Dans ce livre, inclassable, entre historique et autobiographie, Lydia Flem raconte la rue Férou, une toute petite rue parisienne inscrite dans les archives dès le XVIème siècle, la ruelle qui relie le Jardin du Luxembourg à la place Saint-Sulpice, la place du Marché de la Poésie notamment; cette ruelle que je (re)connais, ce parcours que j'aime, cette rue célèbre pour sa " poésie murale " ( depuis 2012 ) : les vers du Bateau Ivre de Rimbaud sur l'un de ses murs aveugles. Cette poésie murale prise en photographie noir&blanc, je l'avais choisie en bannière, elle apparaît encore parmi celles qui défilent au-dessus de cet article.

● **Exercices et consignes**
**A)** Recopiez un passage du texte sur la rue Férou : commencez aux mots "Dans ce livre, inclassable, entre" et arrêtez-vous après "de cet article.".
**B)** D'après le texte sur la rue Férou, quels vers figurent sur l'un des murs aveugles de cette rue ?
**C)** Écrivez la suite du texte sur la rue Férou, à partir de sa dernière phrase.

● **Entrées affichées**
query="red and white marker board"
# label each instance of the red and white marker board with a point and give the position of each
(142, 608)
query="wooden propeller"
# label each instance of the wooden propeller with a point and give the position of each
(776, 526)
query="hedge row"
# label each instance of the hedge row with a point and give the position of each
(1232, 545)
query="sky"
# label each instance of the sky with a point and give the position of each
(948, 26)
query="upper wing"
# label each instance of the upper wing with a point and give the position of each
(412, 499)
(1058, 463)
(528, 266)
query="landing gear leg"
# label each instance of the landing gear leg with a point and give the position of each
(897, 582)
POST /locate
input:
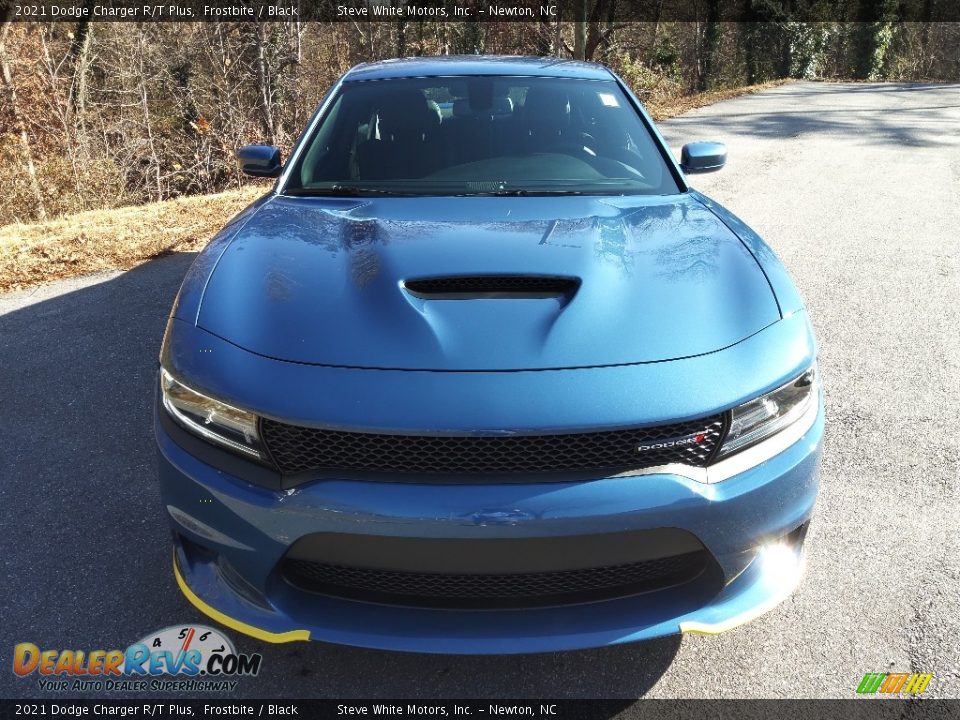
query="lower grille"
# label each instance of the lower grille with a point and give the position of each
(493, 590)
(298, 449)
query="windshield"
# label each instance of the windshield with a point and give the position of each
(481, 136)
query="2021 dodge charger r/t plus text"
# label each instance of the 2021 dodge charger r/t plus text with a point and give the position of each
(482, 374)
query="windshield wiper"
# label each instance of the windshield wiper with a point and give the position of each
(339, 191)
(520, 192)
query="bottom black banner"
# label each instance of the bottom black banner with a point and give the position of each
(855, 709)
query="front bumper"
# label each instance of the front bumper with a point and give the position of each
(230, 536)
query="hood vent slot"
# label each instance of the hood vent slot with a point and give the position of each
(492, 286)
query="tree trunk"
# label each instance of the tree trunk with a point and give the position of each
(18, 122)
(711, 45)
(580, 31)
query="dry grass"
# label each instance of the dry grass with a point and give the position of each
(663, 108)
(98, 240)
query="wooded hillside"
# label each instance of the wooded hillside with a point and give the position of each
(97, 115)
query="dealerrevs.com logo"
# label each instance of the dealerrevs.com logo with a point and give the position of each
(178, 658)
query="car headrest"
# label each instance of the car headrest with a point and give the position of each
(502, 105)
(406, 115)
(546, 109)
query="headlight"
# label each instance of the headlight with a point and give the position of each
(769, 414)
(210, 419)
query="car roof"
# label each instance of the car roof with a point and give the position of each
(447, 65)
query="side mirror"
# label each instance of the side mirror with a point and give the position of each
(703, 157)
(260, 160)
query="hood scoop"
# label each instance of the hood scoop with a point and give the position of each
(468, 287)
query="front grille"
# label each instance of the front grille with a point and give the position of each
(493, 286)
(493, 590)
(298, 449)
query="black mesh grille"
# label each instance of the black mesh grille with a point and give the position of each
(493, 590)
(299, 449)
(495, 285)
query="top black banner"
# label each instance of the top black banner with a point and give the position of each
(598, 11)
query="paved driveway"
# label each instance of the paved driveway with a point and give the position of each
(857, 187)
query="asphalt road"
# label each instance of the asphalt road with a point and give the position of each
(857, 187)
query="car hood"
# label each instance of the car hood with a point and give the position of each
(323, 281)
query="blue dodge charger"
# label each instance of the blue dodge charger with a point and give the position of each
(483, 374)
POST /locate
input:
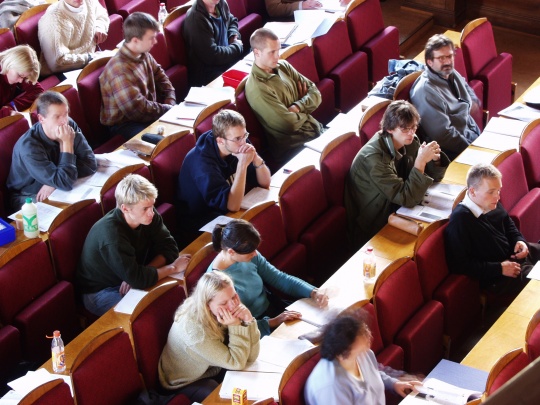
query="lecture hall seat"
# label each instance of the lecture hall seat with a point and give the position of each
(150, 323)
(406, 319)
(287, 257)
(301, 57)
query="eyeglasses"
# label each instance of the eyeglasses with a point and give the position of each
(238, 139)
(409, 129)
(443, 58)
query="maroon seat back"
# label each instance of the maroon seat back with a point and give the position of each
(336, 160)
(120, 384)
(150, 325)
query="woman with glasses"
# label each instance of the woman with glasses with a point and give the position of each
(19, 72)
(348, 373)
(237, 244)
(212, 332)
(216, 174)
(393, 169)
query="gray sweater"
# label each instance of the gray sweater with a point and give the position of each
(446, 115)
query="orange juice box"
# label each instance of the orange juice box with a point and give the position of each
(239, 396)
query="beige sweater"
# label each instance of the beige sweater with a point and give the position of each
(189, 355)
(66, 37)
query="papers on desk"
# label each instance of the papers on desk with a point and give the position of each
(261, 378)
(257, 195)
(314, 315)
(535, 272)
(221, 220)
(472, 156)
(128, 303)
(33, 379)
(520, 112)
(46, 214)
(450, 383)
(436, 204)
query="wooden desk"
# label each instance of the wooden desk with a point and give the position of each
(508, 332)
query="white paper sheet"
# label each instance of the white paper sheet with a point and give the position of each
(130, 301)
(472, 156)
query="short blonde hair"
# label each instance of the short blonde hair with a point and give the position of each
(22, 59)
(196, 305)
(133, 189)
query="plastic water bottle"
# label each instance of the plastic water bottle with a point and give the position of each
(57, 351)
(370, 267)
(29, 212)
(162, 13)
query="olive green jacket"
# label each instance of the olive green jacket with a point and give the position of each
(270, 95)
(381, 180)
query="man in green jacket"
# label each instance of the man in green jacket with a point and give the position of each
(393, 169)
(281, 98)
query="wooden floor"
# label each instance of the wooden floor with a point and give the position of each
(523, 47)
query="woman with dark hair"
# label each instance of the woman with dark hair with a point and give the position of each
(237, 244)
(347, 372)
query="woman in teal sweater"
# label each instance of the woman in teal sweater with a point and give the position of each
(237, 244)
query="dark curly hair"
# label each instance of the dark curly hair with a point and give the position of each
(340, 334)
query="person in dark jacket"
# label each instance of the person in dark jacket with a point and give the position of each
(481, 239)
(216, 171)
(212, 39)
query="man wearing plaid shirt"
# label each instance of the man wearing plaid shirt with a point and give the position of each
(134, 88)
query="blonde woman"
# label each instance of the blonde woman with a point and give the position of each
(19, 72)
(212, 330)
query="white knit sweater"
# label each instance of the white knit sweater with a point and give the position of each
(66, 37)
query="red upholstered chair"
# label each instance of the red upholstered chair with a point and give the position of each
(483, 63)
(32, 300)
(532, 337)
(291, 386)
(108, 201)
(90, 97)
(406, 319)
(10, 352)
(506, 367)
(172, 29)
(126, 7)
(55, 392)
(403, 87)
(529, 145)
(479, 115)
(166, 161)
(335, 163)
(197, 266)
(301, 57)
(253, 126)
(521, 204)
(93, 383)
(321, 228)
(459, 294)
(7, 39)
(67, 234)
(203, 122)
(247, 22)
(26, 27)
(335, 59)
(391, 355)
(287, 257)
(150, 323)
(177, 73)
(370, 122)
(11, 129)
(368, 34)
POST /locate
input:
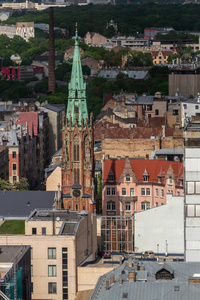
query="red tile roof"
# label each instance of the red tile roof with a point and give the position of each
(154, 167)
(31, 118)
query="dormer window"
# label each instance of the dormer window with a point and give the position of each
(145, 178)
(170, 181)
(111, 178)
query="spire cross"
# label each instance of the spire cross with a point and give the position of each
(76, 37)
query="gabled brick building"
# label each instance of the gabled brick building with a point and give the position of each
(133, 185)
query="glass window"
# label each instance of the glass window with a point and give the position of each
(148, 192)
(132, 192)
(190, 187)
(108, 191)
(142, 191)
(34, 230)
(43, 230)
(128, 206)
(190, 210)
(198, 187)
(51, 271)
(113, 192)
(51, 253)
(156, 192)
(123, 191)
(52, 287)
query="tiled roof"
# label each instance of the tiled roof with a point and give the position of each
(154, 168)
(32, 119)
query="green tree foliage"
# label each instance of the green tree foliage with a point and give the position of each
(139, 59)
(22, 185)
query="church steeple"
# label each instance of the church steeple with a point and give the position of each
(77, 106)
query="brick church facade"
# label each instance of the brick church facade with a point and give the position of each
(77, 145)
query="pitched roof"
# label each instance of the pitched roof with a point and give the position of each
(31, 118)
(22, 203)
(154, 168)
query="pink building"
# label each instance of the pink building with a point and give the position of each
(131, 185)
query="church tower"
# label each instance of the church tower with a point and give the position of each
(77, 144)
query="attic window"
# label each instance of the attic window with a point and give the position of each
(111, 178)
(145, 178)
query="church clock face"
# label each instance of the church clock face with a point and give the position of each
(76, 193)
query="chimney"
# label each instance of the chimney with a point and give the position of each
(131, 276)
(107, 285)
(112, 278)
(51, 53)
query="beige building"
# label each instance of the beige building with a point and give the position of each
(61, 241)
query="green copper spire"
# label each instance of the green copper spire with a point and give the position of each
(77, 107)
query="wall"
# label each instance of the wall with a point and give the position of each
(186, 84)
(192, 201)
(161, 224)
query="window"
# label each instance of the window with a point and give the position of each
(190, 187)
(43, 230)
(170, 181)
(108, 191)
(145, 178)
(145, 205)
(148, 192)
(111, 205)
(52, 288)
(156, 192)
(113, 192)
(123, 191)
(51, 253)
(51, 271)
(175, 112)
(132, 192)
(34, 230)
(128, 206)
(111, 178)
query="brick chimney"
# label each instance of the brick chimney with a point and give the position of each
(51, 53)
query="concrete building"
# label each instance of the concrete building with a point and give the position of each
(192, 204)
(60, 241)
(15, 272)
(161, 229)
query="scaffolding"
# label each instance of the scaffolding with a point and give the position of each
(117, 233)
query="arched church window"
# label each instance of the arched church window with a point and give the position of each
(76, 148)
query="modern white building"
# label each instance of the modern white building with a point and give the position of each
(161, 229)
(192, 204)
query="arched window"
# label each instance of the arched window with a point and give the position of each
(76, 148)
(111, 205)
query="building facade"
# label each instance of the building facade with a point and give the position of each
(77, 145)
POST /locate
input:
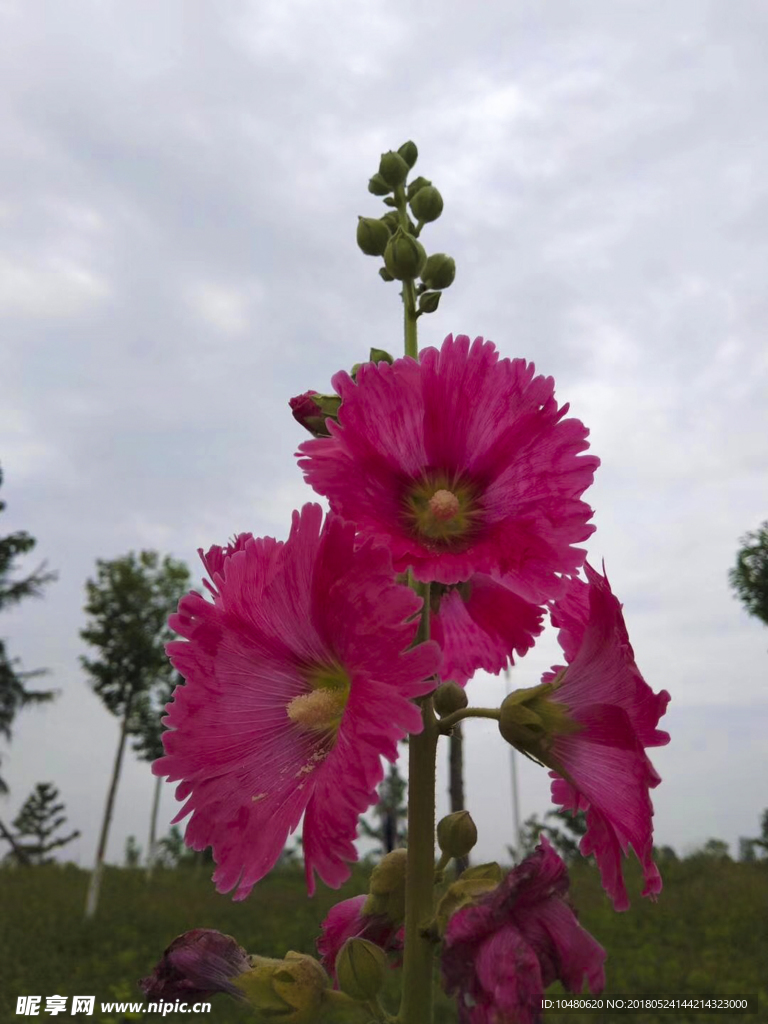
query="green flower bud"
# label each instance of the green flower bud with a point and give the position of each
(393, 168)
(372, 236)
(438, 271)
(530, 719)
(409, 153)
(361, 969)
(457, 834)
(427, 204)
(416, 185)
(387, 888)
(392, 220)
(472, 883)
(378, 186)
(311, 411)
(429, 301)
(288, 990)
(450, 697)
(404, 257)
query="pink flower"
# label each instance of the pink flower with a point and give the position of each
(462, 462)
(346, 921)
(298, 679)
(197, 965)
(479, 624)
(605, 768)
(503, 950)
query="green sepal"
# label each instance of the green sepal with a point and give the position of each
(415, 185)
(409, 153)
(428, 301)
(471, 884)
(426, 204)
(372, 236)
(393, 168)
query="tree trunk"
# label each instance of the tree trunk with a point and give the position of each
(456, 779)
(153, 847)
(18, 852)
(91, 900)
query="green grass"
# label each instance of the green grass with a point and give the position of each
(708, 933)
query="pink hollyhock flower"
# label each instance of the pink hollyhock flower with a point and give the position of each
(504, 949)
(479, 624)
(462, 462)
(197, 965)
(602, 716)
(298, 679)
(346, 921)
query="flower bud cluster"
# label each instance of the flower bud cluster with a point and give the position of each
(394, 237)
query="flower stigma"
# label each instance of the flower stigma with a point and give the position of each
(441, 510)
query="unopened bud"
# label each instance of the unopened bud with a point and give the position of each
(361, 969)
(427, 204)
(290, 990)
(311, 411)
(378, 186)
(450, 697)
(392, 220)
(529, 719)
(415, 185)
(404, 257)
(409, 153)
(393, 168)
(438, 271)
(429, 301)
(457, 834)
(372, 236)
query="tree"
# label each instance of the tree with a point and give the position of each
(147, 729)
(13, 692)
(36, 824)
(128, 605)
(749, 578)
(391, 812)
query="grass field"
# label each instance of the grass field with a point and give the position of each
(707, 935)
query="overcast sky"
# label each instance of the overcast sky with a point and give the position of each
(179, 186)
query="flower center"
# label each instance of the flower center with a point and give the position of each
(440, 509)
(443, 505)
(322, 709)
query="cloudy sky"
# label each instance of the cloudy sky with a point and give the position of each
(179, 186)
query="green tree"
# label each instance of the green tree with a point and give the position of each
(128, 604)
(37, 823)
(13, 691)
(749, 578)
(390, 829)
(147, 729)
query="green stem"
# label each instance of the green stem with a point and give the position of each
(417, 1004)
(448, 723)
(409, 286)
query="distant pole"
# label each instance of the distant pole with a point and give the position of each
(513, 776)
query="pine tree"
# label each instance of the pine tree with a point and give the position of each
(749, 578)
(36, 826)
(13, 691)
(128, 605)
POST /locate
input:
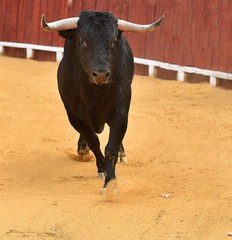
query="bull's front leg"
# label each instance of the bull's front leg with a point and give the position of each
(117, 131)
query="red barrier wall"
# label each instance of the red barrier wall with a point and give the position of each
(194, 33)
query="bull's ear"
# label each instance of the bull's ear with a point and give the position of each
(67, 34)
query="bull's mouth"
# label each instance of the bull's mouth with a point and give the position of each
(100, 82)
(100, 78)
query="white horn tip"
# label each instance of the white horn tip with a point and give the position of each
(44, 23)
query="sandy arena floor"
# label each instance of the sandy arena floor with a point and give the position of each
(178, 142)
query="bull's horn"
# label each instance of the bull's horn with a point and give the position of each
(132, 27)
(68, 23)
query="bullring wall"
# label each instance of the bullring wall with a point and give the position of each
(195, 33)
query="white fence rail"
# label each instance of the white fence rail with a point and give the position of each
(182, 72)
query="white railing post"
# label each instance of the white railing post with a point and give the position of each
(213, 81)
(59, 56)
(30, 53)
(181, 76)
(2, 50)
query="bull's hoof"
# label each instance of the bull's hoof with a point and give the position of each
(122, 159)
(111, 190)
(101, 174)
(83, 151)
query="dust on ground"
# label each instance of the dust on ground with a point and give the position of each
(178, 142)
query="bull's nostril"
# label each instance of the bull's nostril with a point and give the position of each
(93, 74)
(107, 75)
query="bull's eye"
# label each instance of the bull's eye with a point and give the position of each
(114, 43)
(83, 43)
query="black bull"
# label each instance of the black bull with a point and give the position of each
(94, 80)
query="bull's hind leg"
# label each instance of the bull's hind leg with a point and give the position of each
(122, 155)
(82, 148)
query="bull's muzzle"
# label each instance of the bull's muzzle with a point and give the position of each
(100, 77)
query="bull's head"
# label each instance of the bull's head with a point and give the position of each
(97, 37)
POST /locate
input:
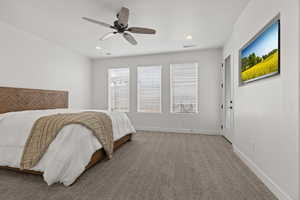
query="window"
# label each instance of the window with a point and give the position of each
(118, 80)
(184, 88)
(149, 89)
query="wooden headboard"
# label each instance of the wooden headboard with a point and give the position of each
(19, 99)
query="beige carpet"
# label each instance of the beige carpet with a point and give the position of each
(153, 166)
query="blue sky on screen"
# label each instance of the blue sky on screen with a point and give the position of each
(265, 43)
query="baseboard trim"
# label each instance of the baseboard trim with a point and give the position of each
(278, 192)
(194, 131)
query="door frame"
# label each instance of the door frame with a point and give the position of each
(228, 133)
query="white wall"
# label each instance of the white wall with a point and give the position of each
(207, 121)
(30, 62)
(266, 132)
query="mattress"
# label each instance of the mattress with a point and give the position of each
(69, 153)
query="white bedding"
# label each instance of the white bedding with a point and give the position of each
(70, 152)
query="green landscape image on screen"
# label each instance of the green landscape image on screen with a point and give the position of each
(261, 57)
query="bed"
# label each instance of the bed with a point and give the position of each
(74, 150)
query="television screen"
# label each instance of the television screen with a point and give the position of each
(260, 57)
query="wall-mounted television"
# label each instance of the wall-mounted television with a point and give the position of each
(260, 57)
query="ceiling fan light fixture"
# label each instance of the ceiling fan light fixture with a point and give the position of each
(189, 46)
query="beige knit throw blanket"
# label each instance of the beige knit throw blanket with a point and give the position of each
(45, 129)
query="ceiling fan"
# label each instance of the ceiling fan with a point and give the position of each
(121, 26)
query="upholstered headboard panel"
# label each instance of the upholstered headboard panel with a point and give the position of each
(19, 99)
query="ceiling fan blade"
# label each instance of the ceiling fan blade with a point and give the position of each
(98, 22)
(141, 30)
(108, 35)
(130, 38)
(123, 16)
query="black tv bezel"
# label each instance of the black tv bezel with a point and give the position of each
(274, 20)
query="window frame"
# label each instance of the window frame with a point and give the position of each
(171, 88)
(109, 88)
(160, 92)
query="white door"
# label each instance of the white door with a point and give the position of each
(227, 99)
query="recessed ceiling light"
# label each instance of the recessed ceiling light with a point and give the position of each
(189, 46)
(189, 37)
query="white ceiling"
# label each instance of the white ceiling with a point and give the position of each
(210, 23)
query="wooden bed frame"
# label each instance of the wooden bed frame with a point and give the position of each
(20, 99)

● **Réponses aux consignes**
**A)**
Dans ce livre, inclassable, entre historique et autobiographie, Lydia Flem raconte la rue Férou, une toute petite rue parisienne inscrite dans les archives dès le XVIème siècle, la ruelle qui relie le Jardin du Luxembourg à la place Saint-Sulpice, la place du Marché de la Poésie notamment; cette ruelle que je (re)connais, ce parcours que j'aime, cette rue célèbre pour sa " poésie murale " ( depuis 2012 ) : les vers du Bateau Ivre de Rimbaud sur l'un de ses murs aveugles. Cette poésie murale prise en photographie noir&blanc, je l'avais choisie en bannière, elle apparaît encore parmi celles qui défilent au-dessus de cet article.

**B)** Les vers du Bateau Ivre de Rimbaud.

**C)**
De chapitres en chapitres, en suivant les numéros et non en suivant la chronologie, c'est l'histoire de la rue Férou, de ses habitants, illustres, anonymes ou fictifs. C'est une histoire de Paris, une histoire de France aussi, une histoire artistique et littéraire par ses hôtes illustres, tels Man Ray, Mme de Lafayette ( qui écrivit La princesse de Clèves en son hôtel particulier de la rue Férou ), Prévert en enfance ou le mousquetaire Athos. On croise Voltaire, Chateaubriand, Proust, la revue Les temps modernes de J.P.Sartre et S.de Beauvoir, G.Pérec.

La rue Férou, c'est également l'aventure éditoriale de la librairie slave L'âge d'homme et celle de la librairie Belin ( née en 1777, déménagée en 2017 ).

Une toute petite rue pour une multiplicité de personnes - comédiennes, religieux, un chimiste guillotiné et un fasciste -, d'époques, de situations, de sujets :

Une rue, dix maisons, cent romans. "

" Paris Fantasme " est parsemé de lettres qu'adresse l'auteure à de célèbres habitants, de documents d'archives, de dates, de recettes, d'extraits littéraires ou de journaux intimes fictifs lorsque Lydia Flem emploie le JE pour l'un des habitants de la rue Férou.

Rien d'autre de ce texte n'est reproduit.